* [Consigne écrite A]:
Convertissez en liste JSON de chaînes les lignes des enregistrements, de la ligne qui contient « Question. For every instance of the blurred black » jusqu'à la dernière ligne des enregistrements comprise. Mettez une chaîne par ligne et omettez les lignes vides.

* [Extrait choisi]:
—————

A ces pratiques, vient se greffer une autre forme de mendicité qui se propage insidieusement sous le prétexte d’organisation de « ndogu ». Cette jeunesse qui sans gêne tend la sébile à chaque coin de rue pour organiser des ndogus durant le Ramadan devient de plus en plus inquiétante. Celui qui ne s’assure même pas un emploi stable s’il s’impose le devoir de nourrir les autres en tirant les sonnettes peut facilement faire du fruit de sa collecte une source de revenus. Est-il besoin de rappeler que le plier le plus onéreux de l’Islam, le pèlerinage en l’occurrence, ne s’impose qu’exclusivement à ceux qui en ont les moyens?
A bien des égards, l’exploit de Moujtaba et Mame Diara nous édifie sur le fait que le Coran n’est l’apanage de personne. En effet s’il y avait une quelconque logique devant prévaloir dans le domaine de l’apprentissage ou de la maîtrise du Coran, les lauréats d’un tel concours (aussi sélectif et sérieux) devraient venir de la Mecque où le Coran fut révélé ou de l’Egypte où il fut lu. Dans une moindre mesure, on les situerait au Sénégal dans des foyers religieux traditionnels ou même ils porteraient d’autres patronymes. Rien de tout cela. Ils sont Diallo, Sène, Ngom, et s’imposent bien au-delà de nos frontières, à la communauté internationale. Ce qui veut dire que le « domaine », loin d’être réservé, est démocratiquement ouvert et accessible au plus offrant (effort) et au plus méritant. Ils ont le double mérite de faire rayonner le Sénégal à travers le monde et de sonner définitivement le glas de l’ère des Sharifu et de leurs suppôts flibustiers.
A travers leurs performances, il convient d’apprécier et à juste raison le travail remarquable de leurs distingués encadreurs: MM. Habib Sy, Moustapha Ngom et Sokhna Aja Binta Thiaw. Ces efforts individuels qui ont fait la fierté de la nation entière doivent certes être salués, mais aussi positivement sanctionnés par un renforcement de leur structure de formation en moyens matériels, humains et financiers; eu égard au déficit de moyens criard qui est leur sort commun. Combien de Moujtaba en herbe seraient-ils sur l’étendue du territoire national? Nul ne saurait le dire. Probablement on les rencontre matin et soir entrain de quémander leur pitance et de rater leur vie. Ne vaudrait-il pas la peine de leur offrir leur chance? Davantage de considération à ces talents précoces et à ces centres d’incubation peut nous valoir des avancées notoires au plan national et des succès continus à l’échelle internationale. Aussi, mémoriser le Coran est une chose, avoir une maîtrise des disciplines permettant sa compréhension est un cheval d’une autre couleur. En tout état de cause ce produit est bien de chez nous, made in Sénégal. Bien entretenu (en assistant ces jeunes à parachever leur formation), on pourra s’en servir à souhait et, valablement l’exporter demain, au lieu de se contenter d’une médaille mondiale.

—————

* [Données enregistrées]:
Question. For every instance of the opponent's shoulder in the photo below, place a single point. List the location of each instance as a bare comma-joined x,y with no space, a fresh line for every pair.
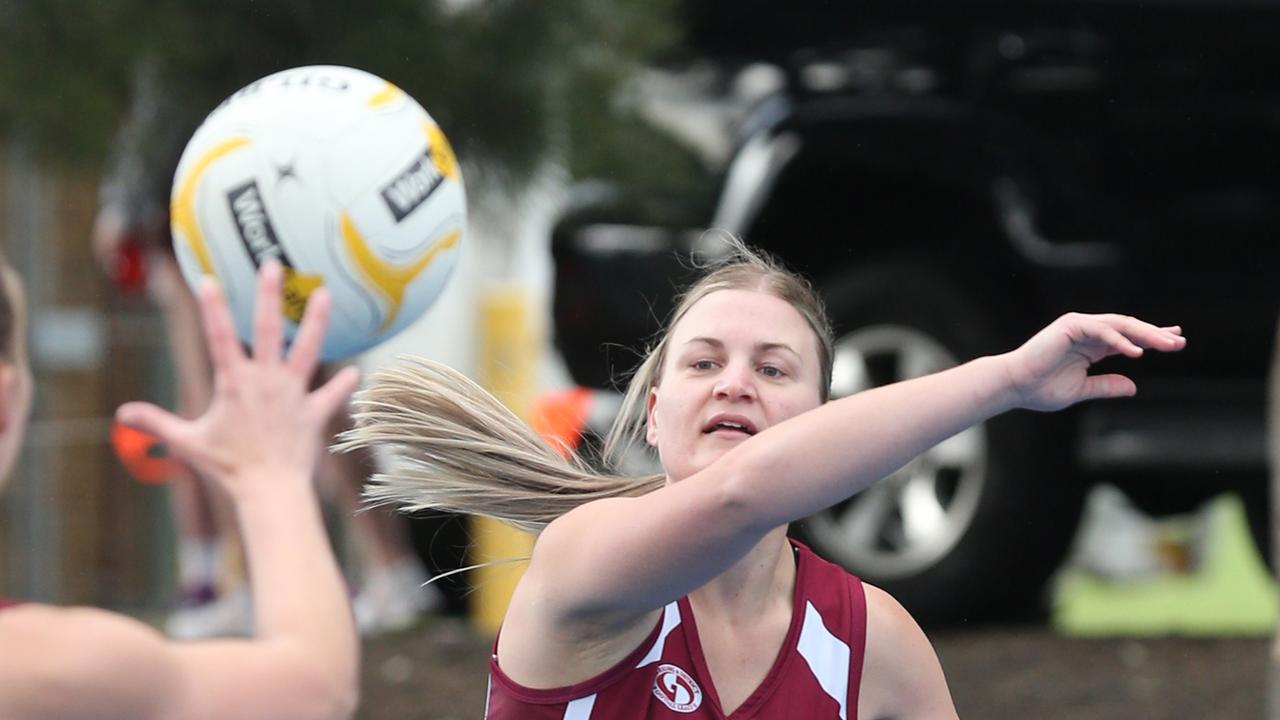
73,641
901,673
72,662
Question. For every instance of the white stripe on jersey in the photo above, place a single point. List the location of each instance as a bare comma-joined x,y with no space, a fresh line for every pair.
827,657
670,620
580,709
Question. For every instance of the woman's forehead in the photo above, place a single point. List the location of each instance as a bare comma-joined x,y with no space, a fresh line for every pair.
735,315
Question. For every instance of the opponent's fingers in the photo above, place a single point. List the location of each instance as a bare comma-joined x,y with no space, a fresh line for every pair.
1111,384
334,393
268,311
1115,341
224,347
1147,335
305,350
165,425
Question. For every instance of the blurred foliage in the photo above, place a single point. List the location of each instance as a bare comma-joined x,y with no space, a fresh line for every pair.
504,78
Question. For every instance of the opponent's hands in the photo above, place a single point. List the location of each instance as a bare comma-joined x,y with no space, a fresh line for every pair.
1051,370
261,420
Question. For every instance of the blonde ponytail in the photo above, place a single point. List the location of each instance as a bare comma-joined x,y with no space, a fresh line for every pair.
449,445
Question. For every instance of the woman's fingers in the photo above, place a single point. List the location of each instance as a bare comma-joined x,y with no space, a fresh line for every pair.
1138,333
1119,342
268,313
224,347
305,351
1111,384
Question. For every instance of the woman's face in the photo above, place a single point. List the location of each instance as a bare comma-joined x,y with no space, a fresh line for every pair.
737,363
16,381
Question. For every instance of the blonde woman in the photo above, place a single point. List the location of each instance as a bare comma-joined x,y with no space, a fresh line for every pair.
260,440
680,595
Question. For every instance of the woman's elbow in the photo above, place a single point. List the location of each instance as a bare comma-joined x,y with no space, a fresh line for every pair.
743,496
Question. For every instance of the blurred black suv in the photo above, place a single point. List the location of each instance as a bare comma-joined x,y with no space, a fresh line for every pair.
955,176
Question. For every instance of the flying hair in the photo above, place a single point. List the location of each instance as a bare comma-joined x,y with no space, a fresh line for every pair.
448,445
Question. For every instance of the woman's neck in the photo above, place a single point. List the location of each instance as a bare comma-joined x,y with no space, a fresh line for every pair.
762,579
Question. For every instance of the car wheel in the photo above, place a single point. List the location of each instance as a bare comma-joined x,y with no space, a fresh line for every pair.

—————

* [Consigne écrite B]:
Réécrivez sous forme de liste le paragraphe de l'extrait qui commence par « A bien des égards » en gardant ses faits principaux.

* [Réponse à l'exercice A]:
[
  "Question. For every instance of the blurred black suv in the photo above, place a single point. List the location of each instance as a bare comma-joined x,y with no space, a fresh line for every pair.",
  "955,176",
  "Question. For every instance of the flying hair in the photo above, place a single point. List the location of each instance as a bare comma-joined x,y with no space, a fresh line for every pair.",
  "448,445",
  "Question. For every instance of the woman's neck in the photo above, place a single point. List the location of each instance as a bare comma-joined x,y with no space, a fresh line for every pair.",
  "762,579",
  "Question. For every instance of the car wheel in the photo above, place a single point. List the location of each instance as a bare comma-joined x,y with no space, a fresh line for every pair."
]

* [Réponse à l'exercice B]:
- L'exploit de Moujtaba et Mame Diara montre que le Coran n'est l'apanage de personne.
- Selon une stricte logique, les lauréats d'un concours aussi sélectif et sérieux viendraient de la Mecque, où le Coran fut révélé, ou d'Égypte, où il fut lu. Au Sénégal, on les attendrait plutôt dans des foyers religieux traditionnels ou avec d'autres patronymes.
- Il n'en est rien : ils s'appellent Diallo, Sène et Ngom, et ils s'imposent bien au-delà des frontières, face à la communauté internationale.
- Le domaine n'est donc pas réservé. Il est ouvert au plus méritant et à celui qui fournit le plus d'effort.
- Ces lauréats font rayonner le Sénégal à travers le monde et sonnent le glas de l'ère des Sharifu et de leurs suppôts flibustiers.